▶ **Dataset extract**:
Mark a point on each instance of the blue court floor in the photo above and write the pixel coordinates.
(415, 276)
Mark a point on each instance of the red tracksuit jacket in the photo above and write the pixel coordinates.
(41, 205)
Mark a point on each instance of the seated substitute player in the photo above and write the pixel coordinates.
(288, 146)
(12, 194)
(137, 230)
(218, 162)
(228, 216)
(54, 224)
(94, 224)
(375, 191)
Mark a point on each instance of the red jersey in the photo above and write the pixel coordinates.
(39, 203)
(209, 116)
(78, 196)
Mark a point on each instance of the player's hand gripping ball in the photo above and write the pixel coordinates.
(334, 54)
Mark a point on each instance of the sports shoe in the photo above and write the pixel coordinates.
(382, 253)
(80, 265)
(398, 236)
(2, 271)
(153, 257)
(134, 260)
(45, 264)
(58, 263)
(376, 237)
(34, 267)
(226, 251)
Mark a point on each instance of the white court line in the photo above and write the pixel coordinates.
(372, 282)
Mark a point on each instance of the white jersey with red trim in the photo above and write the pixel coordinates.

▶ **Exercise description**:
Reproduce every line of the material above exactly.

▶ **Answer to the problem**:
Mark a point on each instance of the blue court floor in the photo above and write the pixel coordinates.
(415, 276)
Mark a point on each instance of the red tracksuit jacket in the photo above and write the pixel coordinates.
(41, 205)
Mark a point on each instance of the seated substitute player in the photo above and write the pixel coordinates.
(288, 146)
(12, 194)
(137, 230)
(218, 162)
(228, 216)
(54, 224)
(94, 224)
(375, 191)
Mark a point on each instance of the red jersey in the photo above and write the pixel coordinates.
(39, 203)
(209, 116)
(78, 196)
Mark a point on each instance of the player's hand gripping ball in the photo above and write the pixel coordinates.
(334, 54)
Mark a point on each instance of the sports shoe in the photo above and write the pixel coordinates.
(382, 253)
(80, 265)
(398, 236)
(2, 271)
(153, 257)
(134, 260)
(45, 264)
(58, 263)
(376, 237)
(34, 267)
(226, 251)
Mark a point on each instance of the white court line in the photo above and write the pixel coordinates.
(372, 282)
Mark a point on each instance of the white jersey with red trim in the photo above and write the pixel coordinates.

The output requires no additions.